## TEXT EXCERPT
1236. Web Crawler

Problem Description

This problem asks you to implement a web crawler that explores web pages starting from a given URL and collects all URLs that belong to the same hostname.

The web crawler should follow these rules:

  1. Start from a given URL (startUrl) and explore linked pages from there.

  2. Use the HtmlParser interface to get URLs from any webpage by calling HtmlParser.getUrls(url), which returns a list of all URLs found on that page.

  3. Stay within the same hostname - only crawl URLs that have the same hostname as the starting URL. For example, if you start at http://example.org/news, you can crawl http://example.org/sports but not http://another.com/page.

  4. Avoid duplicates - each unique URL should be visited only once.

  5. Return all discovered URLs in any order that belong to the same hostname.

The hostname is the domain part of the URL. For instance, in http://leetcode.com/problems, the hostname is leetcode.com. The crawler should treat URLs with and without trailing slashes as different (e.g., http://site.com and http://site.com/ are considered different URLs).

## BRIEF
Carry on the web crawler problem description from its last sentence. The material that comes next is drawn from a separate source.

## SOURCE DATA
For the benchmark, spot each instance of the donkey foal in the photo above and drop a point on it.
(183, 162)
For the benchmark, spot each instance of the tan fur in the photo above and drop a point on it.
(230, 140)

## RESULT BELOW
The solution uses a depth-first search (DFS) approach:

  • It extracts the hostname from a URL by removing the http:// prefix (7 characters) and splitting by / to get the domain
  • It maintains a set ans to track visited URLs and avoid duplicates
  • For each URL, it gets all linked URLs using the HtmlParser, filters for same hostname, and recursively visits unvisited ones
  • Finally, it returns all collected URLs as a list

Flowchart Walkthrough

First, let's pin down the algorithm using the Flowchart. Here's a step-by-step walkthrough:

Is it a graph?

  • Yes: The web pages and their links form a graph structure. Each URL is a node, and the links between pages are edges. When a page contains links to other pages, those represent directed edges in the graph.

Is it a tree?

  • No: The web structure is not a tree because:
    • Pages can have cycles (Page A can link to Page B, and Page B can link back to Page A)
    • Multiple pages can link to the same page (multiple parents)
    • There's no strict hierarchical parent-child relationship

Is the problem related to directed acyclic graphs?

  • No: The web graph can contain cycles. Websites commonly have circular references where pages link back to each other.

Is the problem related to shortest paths?

  • No: We're not looking for the shortest path between pages. The goal is to explore and collect all reachable URLs within the same hostname.

Does the problem involve connectivity?

  • No: We're not checking if nodes are connected or finding connected components. We're performing an exhaustive exploration within a constrained domain (same hostname).

Does the problem have small constraints?

  • Yes: The problem is constrained to URLs within the same hostname, which typically limits the search space. Also, we need to explore all possible paths from the starting URL.

DFS/backtracking?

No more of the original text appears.